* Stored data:
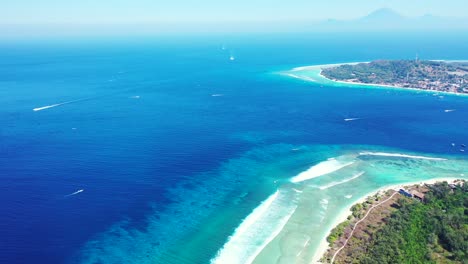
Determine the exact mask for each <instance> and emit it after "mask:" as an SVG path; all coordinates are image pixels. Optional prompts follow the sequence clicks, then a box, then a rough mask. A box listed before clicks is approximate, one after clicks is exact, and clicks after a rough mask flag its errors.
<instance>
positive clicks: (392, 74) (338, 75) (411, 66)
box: [322, 60, 468, 93]
mask: <svg viewBox="0 0 468 264" xmlns="http://www.w3.org/2000/svg"><path fill="white" fill-rule="evenodd" d="M322 75H323V76H325V77H327V78H329V79H332V80H336V81H345V82H354V83H365V84H377V85H390V86H396V87H402V88H418V89H424V90H433V91H440V92H453V93H468V63H462V62H456V63H455V62H452V63H447V62H442V61H420V60H379V61H373V62H370V63H360V64H357V65H341V66H338V67H333V68H326V69H323V71H322Z"/></svg>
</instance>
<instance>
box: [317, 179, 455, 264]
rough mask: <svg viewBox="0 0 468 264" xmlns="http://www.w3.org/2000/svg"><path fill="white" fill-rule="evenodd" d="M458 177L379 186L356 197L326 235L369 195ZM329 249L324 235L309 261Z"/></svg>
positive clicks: (431, 182)
mask: <svg viewBox="0 0 468 264" xmlns="http://www.w3.org/2000/svg"><path fill="white" fill-rule="evenodd" d="M459 179H460V178H456V177H450V178H447V177H445V178H435V179H430V180H425V181H415V182H408V183H402V184H394V185H388V186H384V187H382V188H379V189H377V190H375V191H372V192H369V193H367V194H366V195H364V196H361V197H360V198H359V199H357V200H356V201H355V202H353V204H352V205H351V206H349V207H348V208H346V209H344V210H343V211H342V212H341V213H340V214H339V215H338V216H337V217H336V218H335V220H334V221H333V224H332V227H331V228H330V229H329V230H327V237H328V236H329V235H330V233H331V231H332V229H333V228H335V227H336V226H338V225H339V224H340V223H342V222H344V221H346V220H347V218H348V216H349V215H351V213H352V212H351V208H352V207H353V206H354V205H355V204H359V203H363V202H365V201H366V200H367V197H369V196H374V195H376V194H378V193H380V192H385V191H387V190H397V191H398V190H399V189H401V188H403V187H404V186H410V185H423V184H434V183H436V182H444V181H446V182H448V183H453V182H454V181H456V180H459ZM329 249H330V246H329V245H328V242H327V239H326V237H325V238H324V239H323V240H322V242H320V245H319V248H318V249H317V251H316V253H315V255H314V258H313V259H312V262H311V263H320V262H319V260H320V259H321V258H322V257H323V256H324V255H325V254H326V253H327V251H328V250H329Z"/></svg>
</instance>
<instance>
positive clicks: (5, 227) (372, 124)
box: [0, 34, 468, 264]
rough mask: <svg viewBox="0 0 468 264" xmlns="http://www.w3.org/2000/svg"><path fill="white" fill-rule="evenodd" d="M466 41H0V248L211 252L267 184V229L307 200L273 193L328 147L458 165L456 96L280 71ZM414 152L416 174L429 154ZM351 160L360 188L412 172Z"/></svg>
mask: <svg viewBox="0 0 468 264" xmlns="http://www.w3.org/2000/svg"><path fill="white" fill-rule="evenodd" d="M466 43H468V35H460V34H439V35H433V34H432V35H429V34H372V35H364V34H314V35H308V36H304V35H293V34H289V35H287V34H285V35H260V36H258V35H257V36H243V35H238V36H204V37H171V38H169V37H168V38H161V39H133V40H128V39H114V40H98V39H93V40H86V41H85V40H81V41H72V40H66V41H65V40H60V41H59V40H57V41H36V42H25V41H23V42H21V43H16V42H9V43H4V44H0V45H1V47H0V105H1V106H2V109H1V110H0V120H1V128H0V136H1V141H0V182H1V183H0V201H1V203H0V210H1V212H2V213H1V214H0V234H1V236H0V263H11V264H14V263H32V262H41V263H122V261H124V262H125V263H131V262H135V263H208V262H209V261H210V260H213V259H214V258H215V256H216V255H217V254H218V253H219V250H220V249H221V248H222V247H223V245H225V243H226V242H227V241H228V237H229V236H230V235H232V234H233V233H234V231H235V230H236V228H237V227H238V226H239V225H240V224H241V222H242V221H243V219H245V218H246V217H247V216H248V215H250V214H251V213H252V211H253V210H254V209H255V208H257V207H258V206H259V205H260V204H261V203H262V201H267V202H268V201H269V200H268V197H272V195H274V194H275V192H277V191H278V190H280V192H279V194H278V196H276V197H277V198H278V199H276V200H274V201H273V199H270V201H273V202H271V205H272V206H280V205H282V207H281V210H280V209H278V210H279V211H278V212H284V214H282V215H271V217H272V218H273V219H275V221H276V222H275V223H273V225H272V226H271V228H272V229H271V230H273V231H271V233H274V229H275V228H277V227H279V226H281V223H282V221H283V220H284V219H283V217H285V216H288V214H289V213H290V212H292V211H294V210H295V209H296V207H300V206H301V202H300V201H299V200H298V201H297V204H294V203H291V204H286V205H284V204H283V203H281V202H282V201H284V200H289V199H291V201H295V200H294V199H296V198H297V197H296V196H294V193H293V192H289V191H290V189H289V191H286V192H285V191H281V190H284V186H285V185H287V184H290V183H289V182H290V179H291V178H292V177H294V176H297V175H298V174H300V173H301V172H303V171H306V170H308V169H309V168H310V167H311V166H312V165H314V164H318V163H320V162H323V161H326V160H327V159H328V158H332V157H345V158H344V159H348V158H349V157H351V156H352V155H355V154H356V153H357V152H356V151H358V150H359V151H360V150H372V151H376V152H377V151H384V150H385V151H387V152H388V151H389V150H392V151H394V152H395V151H407V152H408V153H416V154H414V155H429V156H443V157H445V158H448V159H455V160H457V161H460V163H455V162H454V163H453V164H455V165H454V166H453V167H451V168H461V170H463V169H464V167H463V166H464V164H465V163H463V162H464V161H466V154H463V153H461V152H460V151H459V148H458V147H457V148H454V147H452V145H451V144H452V143H455V144H457V146H458V145H459V144H461V143H465V144H466V143H468V142H467V140H468V132H467V131H468V120H467V119H466V116H468V104H467V100H468V99H467V98H466V97H461V96H452V95H438V94H436V95H434V94H433V93H417V92H414V91H402V90H391V89H369V88H349V87H345V86H342V87H334V86H327V85H320V84H314V83H312V82H307V81H302V80H297V79H292V78H289V77H286V76H284V75H281V74H278V72H280V71H284V70H289V69H291V68H294V67H299V66H305V65H314V64H327V63H340V62H353V61H369V60H374V59H383V58H386V59H412V58H414V57H415V56H416V54H419V57H420V58H422V59H449V60H460V59H468V50H467V49H466ZM446 109H456V111H453V112H449V113H446V112H445V111H444V110H446ZM345 119H356V120H353V121H351V122H345V121H344V120H345ZM350 153H354V154H350ZM349 155H351V156H349ZM352 158H353V159H355V158H356V157H355V156H352ZM372 162H373V161H370V163H369V162H367V161H366V159H365V158H363V161H359V162H356V163H355V164H359V166H364V165H365V164H373V163H372ZM375 162H382V163H384V164H387V163H385V162H388V161H375ZM399 162H402V163H401V164H403V165H401V164H400V163H399ZM363 164H364V165H363ZM408 164H412V163H411V162H410V161H408V162H406V163H405V162H403V161H398V162H396V161H395V163H391V162H389V164H387V165H388V167H389V168H390V167H391V168H392V170H393V171H398V169H396V168H399V166H400V165H401V166H406V165H408ZM415 164H416V165H418V167H416V168H417V173H418V175H419V174H420V173H424V171H423V168H425V166H426V165H427V166H429V165H430V164H429V163H428V164H429V165H428V164H426V163H415ZM356 166H357V165H356ZM366 166H367V165H366ZM431 166H432V165H431ZM434 166H436V167H437V166H438V165H437V164H436V165H434ZM444 166H445V165H440V166H438V167H437V168H436V169H440V171H445V172H447V171H448V170H443V169H445V167H444ZM457 166H459V167H457ZM366 168H367V167H366ZM465 168H466V167H465ZM346 169H351V167H350V168H346ZM355 169H356V173H357V174H356V173H355V172H354V171H348V172H349V173H350V174H351V176H353V175H358V174H359V173H360V172H361V171H362V170H366V174H364V175H365V176H360V177H369V178H356V180H359V179H369V181H370V182H372V179H374V180H375V179H378V184H377V180H375V182H373V183H374V185H367V186H366V188H363V190H366V191H370V190H372V188H375V187H379V186H381V185H382V184H386V183H390V182H404V181H410V179H411V177H410V176H408V175H405V176H404V177H403V176H402V178H398V179H394V180H388V181H387V180H386V178H385V177H382V175H381V174H378V172H375V171H372V170H367V169H363V168H362V167H359V168H355ZM434 171H438V170H434ZM373 173H375V175H379V176H376V177H375V178H372V177H371V176H370V175H374V174H373ZM467 175H468V174H467ZM432 176H433V177H436V176H437V175H432V174H431V177H432ZM444 176H445V175H444ZM330 177H331V176H330ZM353 177H354V176H353ZM405 177H406V178H405ZM418 179H420V178H418ZM346 180H347V178H346V177H342V175H339V176H336V179H333V177H332V178H326V179H325V180H324V181H325V182H315V183H314V184H317V186H319V185H320V184H321V183H323V184H328V185H330V184H331V185H333V184H340V183H341V182H343V183H344V182H345V181H346ZM353 180H354V178H353ZM326 181H328V182H326ZM358 182H359V181H358ZM349 183H352V181H350V182H349ZM356 184H358V183H356ZM360 184H363V183H360ZM320 186H322V185H320ZM352 186H353V185H350V188H348V189H347V190H351V189H352V188H351V187H352ZM304 188H306V187H304ZM343 195H344V194H343ZM356 195H357V194H356ZM273 197H275V196H273ZM294 197H296V198H294ZM314 197H315V196H314ZM297 199H299V198H297ZM311 199H312V198H311ZM316 199H319V200H313V199H312V200H311V201H312V202H314V203H317V204H318V205H317V206H318V207H317V208H319V207H320V206H319V205H321V206H322V207H326V206H325V201H323V199H324V198H323V197H319V196H317V197H316ZM350 202H351V201H348V202H343V203H342V204H337V205H336V206H337V207H336V208H335V209H333V210H332V211H330V215H331V214H332V213H337V212H339V210H338V209H339V208H341V207H339V206H344V205H349V203H350ZM326 203H328V200H327V202H326ZM331 205H333V200H330V205H327V206H331ZM330 215H329V217H330ZM295 217H299V216H297V215H294V216H292V218H291V219H296V218H295ZM257 219H260V220H261V221H267V220H268V219H269V218H268V219H267V218H265V217H263V218H262V217H258V218H257ZM265 219H267V220H265ZM286 220H287V219H286ZM327 221H328V220H327ZM330 221H331V220H330ZM327 223H330V222H327ZM285 228H288V226H287V225H285ZM265 230H266V231H265ZM265 230H264V231H265V232H270V230H269V229H265ZM265 232H264V233H263V234H262V235H261V236H259V237H264V238H265V239H264V240H268V239H269V237H268V235H265V234H266V233H265ZM246 234H247V233H246ZM242 239H243V238H239V240H238V241H242ZM263 242H264V241H257V242H256V243H257V244H258V246H260V245H262V243H263ZM273 242H274V241H273ZM273 244H274V243H272V245H273ZM272 245H270V246H272ZM267 250H268V248H267ZM226 252H227V251H226ZM245 252H252V254H254V253H255V252H256V248H249V249H246V251H245ZM228 253H229V252H228ZM221 257H222V256H221ZM249 257H250V256H245V259H248V258H249ZM258 258H259V259H258V261H262V260H265V259H266V260H268V257H267V256H265V254H259V255H258Z"/></svg>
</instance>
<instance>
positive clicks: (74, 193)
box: [65, 189, 84, 197]
mask: <svg viewBox="0 0 468 264" xmlns="http://www.w3.org/2000/svg"><path fill="white" fill-rule="evenodd" d="M82 192H84V190H83V189H81V190H78V191H76V192H74V193H70V194H67V195H65V197H68V196H73V195H77V194H79V193H82Z"/></svg>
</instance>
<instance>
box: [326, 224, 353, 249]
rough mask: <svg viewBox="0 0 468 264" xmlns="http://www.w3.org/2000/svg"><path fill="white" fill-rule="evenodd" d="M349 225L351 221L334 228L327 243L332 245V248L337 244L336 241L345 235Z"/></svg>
mask: <svg viewBox="0 0 468 264" xmlns="http://www.w3.org/2000/svg"><path fill="white" fill-rule="evenodd" d="M349 223H350V222H349V221H345V222H343V223H341V224H339V225H338V226H337V227H335V228H333V230H332V231H331V233H330V235H329V236H328V237H327V241H328V243H330V246H331V245H333V244H334V243H335V242H336V240H338V239H339V238H340V237H342V236H343V235H344V230H345V228H346V227H347V226H349Z"/></svg>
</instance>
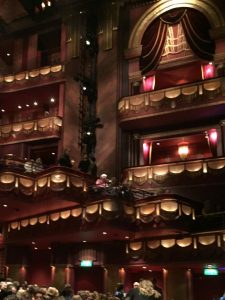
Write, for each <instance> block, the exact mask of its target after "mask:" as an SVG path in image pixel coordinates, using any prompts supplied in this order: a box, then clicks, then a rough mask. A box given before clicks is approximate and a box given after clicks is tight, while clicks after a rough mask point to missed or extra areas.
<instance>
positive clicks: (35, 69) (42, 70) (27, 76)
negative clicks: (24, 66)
mask: <svg viewBox="0 0 225 300" xmlns="http://www.w3.org/2000/svg"><path fill="white" fill-rule="evenodd" d="M62 71H63V66H62V65H55V66H46V67H42V68H40V69H34V70H31V71H24V72H20V73H18V74H15V75H7V76H1V77H0V84H1V83H4V82H5V83H8V84H9V83H12V82H16V81H19V82H20V81H22V80H29V79H30V78H31V79H32V78H37V77H40V76H46V75H49V74H50V75H52V76H54V75H55V74H57V73H61V72H62Z"/></svg>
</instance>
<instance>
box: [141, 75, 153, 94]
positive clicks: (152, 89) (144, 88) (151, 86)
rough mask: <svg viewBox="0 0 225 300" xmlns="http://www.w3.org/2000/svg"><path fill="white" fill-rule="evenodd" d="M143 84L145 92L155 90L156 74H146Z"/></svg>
mask: <svg viewBox="0 0 225 300" xmlns="http://www.w3.org/2000/svg"><path fill="white" fill-rule="evenodd" d="M142 85H143V90H144V92H149V91H153V90H154V89H155V76H154V75H153V76H148V77H145V76H144V77H143V78H142Z"/></svg>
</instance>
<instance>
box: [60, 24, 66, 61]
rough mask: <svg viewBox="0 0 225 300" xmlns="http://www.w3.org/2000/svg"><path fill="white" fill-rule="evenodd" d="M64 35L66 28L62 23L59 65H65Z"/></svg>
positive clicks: (65, 54)
mask: <svg viewBox="0 0 225 300" xmlns="http://www.w3.org/2000/svg"><path fill="white" fill-rule="evenodd" d="M66 33H67V26H66V24H65V23H62V26H61V43H60V61H61V63H65V61H66Z"/></svg>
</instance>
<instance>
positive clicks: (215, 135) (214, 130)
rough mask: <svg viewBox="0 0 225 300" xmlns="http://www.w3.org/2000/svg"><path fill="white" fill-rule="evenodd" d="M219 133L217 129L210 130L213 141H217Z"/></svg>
mask: <svg viewBox="0 0 225 300" xmlns="http://www.w3.org/2000/svg"><path fill="white" fill-rule="evenodd" d="M217 139H218V134H217V131H216V130H211V131H210V132H209V140H210V142H211V143H217Z"/></svg>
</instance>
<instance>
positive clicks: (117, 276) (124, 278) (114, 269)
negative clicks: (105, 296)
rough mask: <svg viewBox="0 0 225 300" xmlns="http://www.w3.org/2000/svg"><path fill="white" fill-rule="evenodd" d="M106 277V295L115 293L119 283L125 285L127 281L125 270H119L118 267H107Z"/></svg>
mask: <svg viewBox="0 0 225 300" xmlns="http://www.w3.org/2000/svg"><path fill="white" fill-rule="evenodd" d="M104 272H105V273H104V275H105V278H104V280H105V282H104V286H105V293H108V292H110V293H112V294H113V293H114V292H115V289H116V285H117V283H118V282H121V283H124V281H125V270H124V268H119V267H118V266H117V265H106V266H105V269H104Z"/></svg>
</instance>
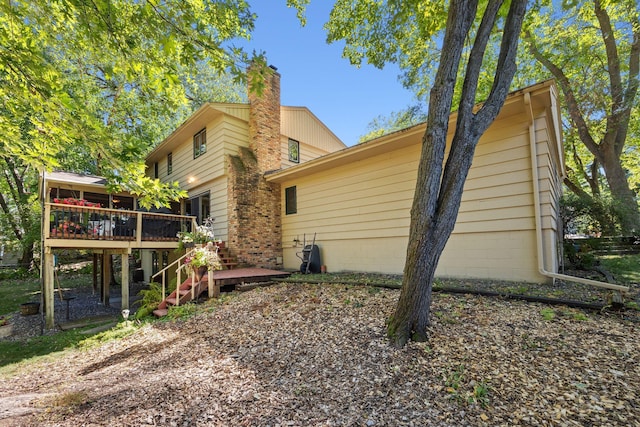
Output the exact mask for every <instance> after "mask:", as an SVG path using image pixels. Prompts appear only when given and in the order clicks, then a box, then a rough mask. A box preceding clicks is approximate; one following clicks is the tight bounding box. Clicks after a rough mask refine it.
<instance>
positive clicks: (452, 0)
mask: <svg viewBox="0 0 640 427" xmlns="http://www.w3.org/2000/svg"><path fill="white" fill-rule="evenodd" d="M501 5H502V1H500V0H490V1H489V2H488V5H487V7H486V9H485V10H484V13H483V18H482V22H481V24H480V26H479V27H478V30H477V33H476V38H475V40H474V43H473V47H472V50H471V53H470V55H469V60H468V63H467V65H466V74H465V80H464V84H463V89H462V96H461V100H460V104H459V108H458V120H457V123H456V131H455V134H454V137H453V141H452V144H451V150H450V152H449V157H448V159H447V163H446V166H445V167H444V173H443V161H444V153H445V148H446V139H447V132H448V123H449V114H450V111H451V105H452V99H453V92H454V87H455V82H456V76H457V73H458V66H459V63H460V58H461V56H462V52H463V49H464V44H465V41H466V40H467V37H468V36H469V32H470V29H471V26H472V24H473V21H474V18H475V16H476V10H477V7H478V1H477V0H452V1H451V2H450V6H449V12H448V18H447V26H446V33H445V36H444V43H443V47H442V56H441V58H440V65H439V67H438V72H437V74H436V78H435V81H434V86H433V88H432V89H431V97H430V99H429V115H428V118H427V130H426V132H425V136H424V138H423V141H422V153H421V158H420V166H419V169H418V179H417V183H416V191H415V194H414V199H413V206H412V208H411V225H410V230H409V233H410V234H409V244H408V247H407V261H406V264H405V268H404V278H403V282H402V291H401V294H400V299H399V301H398V305H397V307H396V310H395V313H394V314H393V316H392V318H391V320H390V322H389V326H388V335H389V338H390V339H391V340H392V342H393V343H394V344H395V345H396V346H403V345H404V344H406V342H407V341H408V340H410V339H413V340H416V341H423V340H425V339H426V337H427V327H428V326H429V311H430V306H431V289H432V286H433V279H434V275H435V270H436V267H437V264H438V261H439V259H440V255H441V254H442V251H443V250H444V247H445V245H446V243H447V241H448V239H449V236H450V235H451V232H452V231H453V227H454V225H455V222H456V218H457V215H458V209H459V207H460V201H461V199H462V189H463V187H464V182H465V180H466V177H467V174H468V172H469V169H470V168H471V162H472V159H473V154H474V151H475V147H476V145H477V143H478V140H479V139H480V136H482V134H483V133H484V132H485V131H486V129H487V128H488V127H489V125H490V124H491V123H492V122H493V120H494V119H495V118H496V116H497V115H498V112H499V111H500V108H501V107H502V105H503V104H504V100H505V98H506V96H507V92H508V89H509V86H510V84H511V81H512V80H513V76H514V74H515V70H516V67H515V55H516V50H517V46H518V39H519V34H520V29H521V27H522V20H523V17H524V13H525V10H526V1H525V0H513V1H512V2H511V6H510V9H509V15H508V17H507V19H506V22H505V25H504V31H503V40H502V44H501V47H500V56H499V59H498V65H497V68H496V76H495V78H494V83H493V87H492V88H491V93H490V94H489V97H488V98H487V100H486V102H485V103H484V105H483V106H482V108H480V109H479V110H478V111H477V112H476V113H474V111H473V107H474V104H475V95H476V88H477V83H478V76H479V73H480V68H481V65H482V58H483V56H484V53H485V48H486V45H487V41H488V39H489V36H490V33H491V30H492V29H493V27H494V24H495V23H496V19H497V13H498V10H499V8H500V6H501Z"/></svg>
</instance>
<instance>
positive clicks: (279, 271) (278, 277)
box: [213, 267, 291, 286]
mask: <svg viewBox="0 0 640 427" xmlns="http://www.w3.org/2000/svg"><path fill="white" fill-rule="evenodd" d="M290 274H291V273H289V272H287V271H281V270H269V269H267V268H255V267H251V268H236V269H233V270H218V271H214V272H213V280H215V282H216V285H219V286H227V285H237V284H240V283H247V282H264V281H268V280H271V279H276V278H279V277H289V275H290Z"/></svg>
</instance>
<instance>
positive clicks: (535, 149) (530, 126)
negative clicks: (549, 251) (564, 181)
mask: <svg viewBox="0 0 640 427" xmlns="http://www.w3.org/2000/svg"><path fill="white" fill-rule="evenodd" d="M524 104H525V108H527V109H528V111H529V119H530V120H531V122H530V124H529V147H530V150H531V172H532V175H533V180H532V181H533V205H534V209H535V223H536V249H537V254H536V255H537V258H538V272H539V273H540V274H541V275H543V276H545V277H549V278H551V279H553V280H556V279H559V280H566V281H569V282H575V283H580V284H583V285H591V286H597V287H600V288H606V289H611V290H614V291H617V292H622V293H626V292H628V291H629V287H628V286H621V285H614V284H612V283H606V282H600V281H597V280H591V279H584V278H581V277H575V276H568V275H566V274H559V273H554V272H551V271H547V270H546V269H545V266H544V246H543V245H542V209H541V208H540V183H539V182H538V180H539V175H538V153H537V150H536V124H535V123H536V122H535V117H534V115H533V107H532V106H531V94H530V93H529V92H526V93H525V94H524Z"/></svg>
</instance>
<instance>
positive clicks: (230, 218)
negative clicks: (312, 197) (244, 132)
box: [227, 67, 282, 268]
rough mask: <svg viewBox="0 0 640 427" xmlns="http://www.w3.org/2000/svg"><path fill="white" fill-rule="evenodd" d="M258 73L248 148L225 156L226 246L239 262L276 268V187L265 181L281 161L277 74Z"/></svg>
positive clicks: (278, 235) (276, 228)
mask: <svg viewBox="0 0 640 427" xmlns="http://www.w3.org/2000/svg"><path fill="white" fill-rule="evenodd" d="M258 75H259V76H260V77H261V78H264V85H260V86H261V87H262V91H261V93H256V92H251V91H249V105H250V112H249V139H250V141H249V148H248V149H241V150H240V153H239V154H238V155H236V156H229V157H228V158H227V170H228V178H229V181H228V190H227V193H228V209H229V211H228V220H229V247H230V248H231V249H232V250H233V252H234V254H235V255H236V257H237V258H238V262H239V263H241V264H249V265H255V266H258V267H267V268H278V267H281V260H282V228H281V206H280V205H281V202H280V199H281V195H280V185H279V184H273V183H268V182H267V181H266V180H265V179H264V174H265V172H268V171H272V170H276V169H279V168H280V165H281V148H280V75H279V74H278V73H277V72H276V70H275V68H273V67H265V68H263V69H261V70H260V73H259V74H258ZM249 86H250V87H251V84H250V85H249Z"/></svg>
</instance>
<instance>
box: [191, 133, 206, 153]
mask: <svg viewBox="0 0 640 427" xmlns="http://www.w3.org/2000/svg"><path fill="white" fill-rule="evenodd" d="M206 152H207V129H206V128H204V129H202V130H201V131H200V132H198V133H196V134H195V135H193V158H194V159H196V158H198V157H200V156H202V155H203V154H204V153H206Z"/></svg>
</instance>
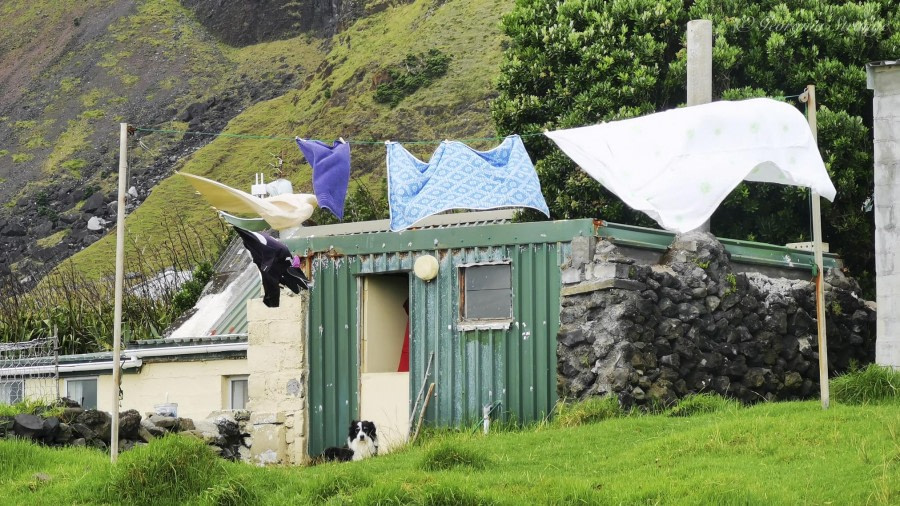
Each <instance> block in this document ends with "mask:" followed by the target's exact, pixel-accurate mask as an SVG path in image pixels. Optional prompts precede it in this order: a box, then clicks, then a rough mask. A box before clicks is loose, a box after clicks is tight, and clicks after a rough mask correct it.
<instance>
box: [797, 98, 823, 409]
mask: <svg viewBox="0 0 900 506" xmlns="http://www.w3.org/2000/svg"><path fill="white" fill-rule="evenodd" d="M800 101H801V102H804V103H806V119H807V121H808V122H809V129H810V130H812V134H813V140H814V141H816V143H818V127H817V126H816V87H815V85H812V84H810V85H808V86H807V87H806V91H804V92H803V94H802V95H800ZM810 199H811V200H812V222H813V255H814V257H815V262H816V327H817V328H818V336H819V396H820V397H821V399H822V409H828V405H829V404H830V394H829V391H828V390H829V389H828V337H827V334H826V332H825V286H824V282H825V269H824V265H823V262H822V208H821V205H820V200H821V199H820V198H819V194H818V193H816V192H815V190H812V189H810Z"/></svg>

* WORK TO COMPLETE: Copy out the lines of the listing word for word, starting at the line that contains "73L248 148L225 156L226" and ending after the line that contains "positive clicks: (278, 235) (276, 228)".

* TASK RESPONSE:
rough mask: <svg viewBox="0 0 640 427" xmlns="http://www.w3.org/2000/svg"><path fill="white" fill-rule="evenodd" d="M258 73L248 148L225 156L226 246L239 262L276 268V187L265 181L281 161L277 74Z"/></svg>
positive clicks: (278, 235) (276, 228)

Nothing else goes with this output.